▸ **The task**
Print everything from the line containing "Mark the foliage" down to the end of the data, reproducing each line precisely as it appears.

········

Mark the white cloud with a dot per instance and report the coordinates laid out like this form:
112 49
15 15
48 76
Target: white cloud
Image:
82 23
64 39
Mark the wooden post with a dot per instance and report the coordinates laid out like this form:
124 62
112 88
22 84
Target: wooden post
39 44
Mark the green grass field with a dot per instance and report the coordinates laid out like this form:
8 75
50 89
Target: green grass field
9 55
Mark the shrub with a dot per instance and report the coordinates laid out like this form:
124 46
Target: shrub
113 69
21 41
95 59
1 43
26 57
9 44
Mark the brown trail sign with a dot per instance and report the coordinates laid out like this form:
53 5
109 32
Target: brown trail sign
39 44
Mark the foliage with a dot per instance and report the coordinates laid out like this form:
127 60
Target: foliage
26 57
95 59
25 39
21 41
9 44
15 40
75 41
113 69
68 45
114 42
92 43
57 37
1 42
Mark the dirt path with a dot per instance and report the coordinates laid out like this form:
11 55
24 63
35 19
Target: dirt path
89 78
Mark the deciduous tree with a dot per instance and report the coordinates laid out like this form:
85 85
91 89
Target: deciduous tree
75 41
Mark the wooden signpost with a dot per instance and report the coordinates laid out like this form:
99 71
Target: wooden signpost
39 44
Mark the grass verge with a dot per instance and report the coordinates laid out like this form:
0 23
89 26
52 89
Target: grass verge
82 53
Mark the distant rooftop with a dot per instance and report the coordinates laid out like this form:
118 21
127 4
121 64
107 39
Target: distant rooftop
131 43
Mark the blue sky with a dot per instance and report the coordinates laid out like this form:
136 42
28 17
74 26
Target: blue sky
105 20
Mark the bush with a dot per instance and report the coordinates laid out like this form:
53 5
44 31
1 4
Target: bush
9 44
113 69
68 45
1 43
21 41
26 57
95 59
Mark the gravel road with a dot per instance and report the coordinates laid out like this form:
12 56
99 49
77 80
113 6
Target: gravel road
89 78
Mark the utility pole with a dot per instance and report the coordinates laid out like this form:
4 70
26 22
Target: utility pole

········

▸ **Answer for the task**
Mark the foliage with a dot per instance and report the coordinates laid out like this form:
127 60
Target: foliage
26 57
95 59
25 39
21 41
9 44
15 40
75 41
113 69
68 45
114 42
92 43
57 37
1 42
Mark the dirt path with a dot per instance and report the coordinates laid out like this form:
11 55
24 63
35 19
Target: dirt path
89 78
Mark the deciduous tree with a dot per instance and report the coordinates laid out like this form:
85 85
91 89
Target: deciduous tree
75 41
Mark the wooden signpost with a dot per instance and report the coordinates laid out like this form:
99 71
Target: wooden signpost
39 44
Mark the grass verge with a dot per instance and report the coordinates laid out like this form:
0 23
89 26
52 89
Target: grass verge
82 53
Mark the distant rooftop with a dot per instance and report the coordinates laid out like this form:
118 21
127 4
121 64
107 39
Target: distant rooftop
131 43
Mark the blue sky with a dot per instance and report the coordinates laid out like this form:
136 42
28 17
74 26
Target: blue sky
105 20
Mark the bush with a dot per instance and report the coordinates laid out like this form:
53 5
44 31
1 4
Target: bush
9 44
113 69
68 45
1 43
21 41
26 57
95 59
Mark the gravel road with a dot per instance and report the coordinates laid out like this form:
12 56
99 49
77 80
113 6
Target: gravel road
89 78
Mark the utility pole with a dot per instance and report the coordinates laid out like this form:
4 70
26 22
Target: utility pole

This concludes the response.